- _Task to complete_
Retype the records below word for word, from their first line through the line containing "POLYGON ((146 197, 124".

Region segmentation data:

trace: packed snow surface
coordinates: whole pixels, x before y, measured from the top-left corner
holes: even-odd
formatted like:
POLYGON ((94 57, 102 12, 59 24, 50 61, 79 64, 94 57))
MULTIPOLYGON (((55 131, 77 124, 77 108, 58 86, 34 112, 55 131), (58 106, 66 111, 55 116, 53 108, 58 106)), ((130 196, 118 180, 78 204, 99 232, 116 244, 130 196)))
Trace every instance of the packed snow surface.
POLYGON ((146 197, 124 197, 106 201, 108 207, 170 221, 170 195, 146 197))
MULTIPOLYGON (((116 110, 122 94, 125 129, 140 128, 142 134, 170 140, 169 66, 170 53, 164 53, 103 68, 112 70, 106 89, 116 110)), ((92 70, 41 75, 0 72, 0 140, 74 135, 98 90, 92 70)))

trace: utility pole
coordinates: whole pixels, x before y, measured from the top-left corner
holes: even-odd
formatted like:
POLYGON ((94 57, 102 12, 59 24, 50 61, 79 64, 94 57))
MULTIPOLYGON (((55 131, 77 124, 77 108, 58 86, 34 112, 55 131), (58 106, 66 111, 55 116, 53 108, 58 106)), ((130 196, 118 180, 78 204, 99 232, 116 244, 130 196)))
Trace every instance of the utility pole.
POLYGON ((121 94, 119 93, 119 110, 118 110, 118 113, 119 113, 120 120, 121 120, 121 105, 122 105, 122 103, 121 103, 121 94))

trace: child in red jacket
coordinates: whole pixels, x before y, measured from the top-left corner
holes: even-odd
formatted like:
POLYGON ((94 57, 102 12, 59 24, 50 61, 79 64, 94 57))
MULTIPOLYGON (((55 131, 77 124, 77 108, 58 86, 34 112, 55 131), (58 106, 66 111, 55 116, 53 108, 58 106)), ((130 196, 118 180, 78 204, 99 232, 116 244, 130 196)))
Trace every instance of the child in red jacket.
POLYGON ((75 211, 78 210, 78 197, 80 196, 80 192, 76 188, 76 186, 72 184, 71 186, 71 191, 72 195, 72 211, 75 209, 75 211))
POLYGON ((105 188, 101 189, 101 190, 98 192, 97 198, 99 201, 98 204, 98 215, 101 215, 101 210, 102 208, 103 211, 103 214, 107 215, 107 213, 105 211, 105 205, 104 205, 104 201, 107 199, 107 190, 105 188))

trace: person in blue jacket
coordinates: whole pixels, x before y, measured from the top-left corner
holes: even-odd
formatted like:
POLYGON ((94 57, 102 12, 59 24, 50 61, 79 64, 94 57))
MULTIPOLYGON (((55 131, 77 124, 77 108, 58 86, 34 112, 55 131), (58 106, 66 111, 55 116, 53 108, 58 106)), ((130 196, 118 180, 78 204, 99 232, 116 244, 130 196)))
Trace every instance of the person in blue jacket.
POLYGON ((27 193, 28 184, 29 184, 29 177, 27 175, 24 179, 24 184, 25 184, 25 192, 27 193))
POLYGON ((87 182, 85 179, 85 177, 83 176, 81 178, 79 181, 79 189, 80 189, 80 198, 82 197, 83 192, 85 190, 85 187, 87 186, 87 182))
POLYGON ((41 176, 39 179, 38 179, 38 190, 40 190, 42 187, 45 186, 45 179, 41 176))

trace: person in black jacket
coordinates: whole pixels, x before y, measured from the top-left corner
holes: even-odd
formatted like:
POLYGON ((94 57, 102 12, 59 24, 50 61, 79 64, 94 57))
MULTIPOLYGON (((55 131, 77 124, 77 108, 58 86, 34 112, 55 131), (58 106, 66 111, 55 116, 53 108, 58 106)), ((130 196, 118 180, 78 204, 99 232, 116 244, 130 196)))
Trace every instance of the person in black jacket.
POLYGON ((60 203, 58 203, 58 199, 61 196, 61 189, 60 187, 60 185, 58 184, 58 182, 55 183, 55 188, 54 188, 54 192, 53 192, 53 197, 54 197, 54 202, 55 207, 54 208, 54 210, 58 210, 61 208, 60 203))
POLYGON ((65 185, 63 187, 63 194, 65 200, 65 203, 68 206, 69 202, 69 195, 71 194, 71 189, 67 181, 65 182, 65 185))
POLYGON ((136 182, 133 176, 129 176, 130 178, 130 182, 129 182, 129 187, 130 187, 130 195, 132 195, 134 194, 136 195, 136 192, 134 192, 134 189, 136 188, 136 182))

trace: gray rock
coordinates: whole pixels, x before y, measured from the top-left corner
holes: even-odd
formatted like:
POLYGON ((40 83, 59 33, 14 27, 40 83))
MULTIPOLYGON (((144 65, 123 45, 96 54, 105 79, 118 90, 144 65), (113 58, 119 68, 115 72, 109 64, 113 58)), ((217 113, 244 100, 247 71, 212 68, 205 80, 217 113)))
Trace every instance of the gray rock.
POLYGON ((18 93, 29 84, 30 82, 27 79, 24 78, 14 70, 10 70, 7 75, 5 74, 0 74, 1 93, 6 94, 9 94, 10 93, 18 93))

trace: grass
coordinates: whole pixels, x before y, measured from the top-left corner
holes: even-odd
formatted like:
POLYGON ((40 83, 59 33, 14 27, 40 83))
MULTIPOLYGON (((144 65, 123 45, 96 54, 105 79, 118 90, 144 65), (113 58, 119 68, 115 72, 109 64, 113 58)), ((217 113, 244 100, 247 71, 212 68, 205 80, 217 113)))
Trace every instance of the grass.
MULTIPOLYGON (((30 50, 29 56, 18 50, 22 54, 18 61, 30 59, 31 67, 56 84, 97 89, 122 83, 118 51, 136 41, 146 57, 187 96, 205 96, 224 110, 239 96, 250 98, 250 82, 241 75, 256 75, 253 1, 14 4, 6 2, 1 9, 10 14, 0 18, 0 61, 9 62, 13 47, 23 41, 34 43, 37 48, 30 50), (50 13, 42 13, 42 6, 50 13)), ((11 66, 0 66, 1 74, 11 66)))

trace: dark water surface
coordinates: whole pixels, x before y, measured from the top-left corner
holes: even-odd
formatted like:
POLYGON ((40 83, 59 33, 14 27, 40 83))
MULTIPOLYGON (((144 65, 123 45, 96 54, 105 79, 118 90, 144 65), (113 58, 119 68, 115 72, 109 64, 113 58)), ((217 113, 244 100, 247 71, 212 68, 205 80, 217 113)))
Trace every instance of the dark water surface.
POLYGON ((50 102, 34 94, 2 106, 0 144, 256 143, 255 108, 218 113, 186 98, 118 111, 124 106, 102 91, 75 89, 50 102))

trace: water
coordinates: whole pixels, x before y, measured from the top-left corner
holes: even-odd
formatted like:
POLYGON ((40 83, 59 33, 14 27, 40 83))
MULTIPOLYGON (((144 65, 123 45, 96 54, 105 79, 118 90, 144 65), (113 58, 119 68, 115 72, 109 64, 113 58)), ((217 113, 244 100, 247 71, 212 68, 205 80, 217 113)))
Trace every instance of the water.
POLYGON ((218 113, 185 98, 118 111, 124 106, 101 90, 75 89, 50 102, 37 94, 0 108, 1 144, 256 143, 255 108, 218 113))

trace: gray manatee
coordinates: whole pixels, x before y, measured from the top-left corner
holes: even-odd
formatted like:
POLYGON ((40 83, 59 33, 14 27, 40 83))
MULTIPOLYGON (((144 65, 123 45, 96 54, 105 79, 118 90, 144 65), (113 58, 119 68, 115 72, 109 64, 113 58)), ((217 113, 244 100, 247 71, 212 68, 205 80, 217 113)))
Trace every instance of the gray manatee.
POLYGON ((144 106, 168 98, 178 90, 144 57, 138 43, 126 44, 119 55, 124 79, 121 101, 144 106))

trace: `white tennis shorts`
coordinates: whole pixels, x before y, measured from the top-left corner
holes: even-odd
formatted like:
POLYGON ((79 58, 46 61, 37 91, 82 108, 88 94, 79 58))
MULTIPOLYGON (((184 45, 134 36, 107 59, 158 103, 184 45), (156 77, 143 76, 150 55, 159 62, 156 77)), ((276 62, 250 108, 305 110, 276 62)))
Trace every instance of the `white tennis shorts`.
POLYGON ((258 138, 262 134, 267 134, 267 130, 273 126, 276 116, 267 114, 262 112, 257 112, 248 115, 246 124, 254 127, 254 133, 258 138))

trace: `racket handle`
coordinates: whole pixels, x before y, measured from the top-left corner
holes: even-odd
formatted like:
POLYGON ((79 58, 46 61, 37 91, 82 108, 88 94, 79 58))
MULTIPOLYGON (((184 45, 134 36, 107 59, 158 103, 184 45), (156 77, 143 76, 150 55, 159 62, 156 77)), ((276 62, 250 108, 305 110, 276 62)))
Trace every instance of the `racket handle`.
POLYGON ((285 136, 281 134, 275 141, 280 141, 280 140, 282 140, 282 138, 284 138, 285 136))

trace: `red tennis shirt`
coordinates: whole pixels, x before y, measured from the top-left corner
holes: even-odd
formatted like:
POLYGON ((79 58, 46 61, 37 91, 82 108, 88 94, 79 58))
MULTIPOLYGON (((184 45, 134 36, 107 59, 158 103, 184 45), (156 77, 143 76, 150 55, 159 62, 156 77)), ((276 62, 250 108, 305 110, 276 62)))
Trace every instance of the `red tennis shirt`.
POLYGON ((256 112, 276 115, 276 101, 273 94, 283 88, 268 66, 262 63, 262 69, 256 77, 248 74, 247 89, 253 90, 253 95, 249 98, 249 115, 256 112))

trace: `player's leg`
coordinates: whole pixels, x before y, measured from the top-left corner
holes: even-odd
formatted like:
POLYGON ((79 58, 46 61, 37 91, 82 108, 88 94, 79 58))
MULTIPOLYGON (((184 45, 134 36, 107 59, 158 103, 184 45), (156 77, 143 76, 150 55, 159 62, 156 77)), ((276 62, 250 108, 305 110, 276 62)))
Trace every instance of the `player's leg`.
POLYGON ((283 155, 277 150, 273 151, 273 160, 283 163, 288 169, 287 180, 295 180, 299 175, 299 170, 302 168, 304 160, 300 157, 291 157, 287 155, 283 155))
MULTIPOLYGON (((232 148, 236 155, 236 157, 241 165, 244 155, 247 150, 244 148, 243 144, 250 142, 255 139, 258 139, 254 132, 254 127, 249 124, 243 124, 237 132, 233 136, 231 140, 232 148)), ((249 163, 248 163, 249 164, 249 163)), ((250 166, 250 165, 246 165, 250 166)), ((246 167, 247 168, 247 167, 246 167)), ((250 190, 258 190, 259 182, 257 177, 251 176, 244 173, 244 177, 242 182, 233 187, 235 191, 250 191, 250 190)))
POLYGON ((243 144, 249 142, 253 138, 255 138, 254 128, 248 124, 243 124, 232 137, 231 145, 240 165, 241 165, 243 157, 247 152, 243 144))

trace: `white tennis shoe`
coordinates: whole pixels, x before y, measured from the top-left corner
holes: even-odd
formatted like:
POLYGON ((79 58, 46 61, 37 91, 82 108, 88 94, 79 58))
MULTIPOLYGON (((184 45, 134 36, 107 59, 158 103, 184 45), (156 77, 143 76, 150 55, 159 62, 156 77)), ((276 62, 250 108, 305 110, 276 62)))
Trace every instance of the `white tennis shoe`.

- _Correct output_
trace: packed snow surface
coordinates: whole pixels, x before y, measured from the top-left corner
holes: even-odd
formatted like:
POLYGON ((94 57, 102 12, 59 24, 50 61, 79 64, 94 57))
MULTIPOLYGON (((55 131, 77 124, 77 108, 58 86, 34 112, 55 131), (58 106, 66 111, 55 116, 53 108, 58 106)), ((130 196, 118 180, 78 204, 99 232, 116 244, 130 196)))
Trace every instance of the packed snow surface.
POLYGON ((146 197, 124 197, 106 201, 108 207, 170 221, 170 195, 146 197))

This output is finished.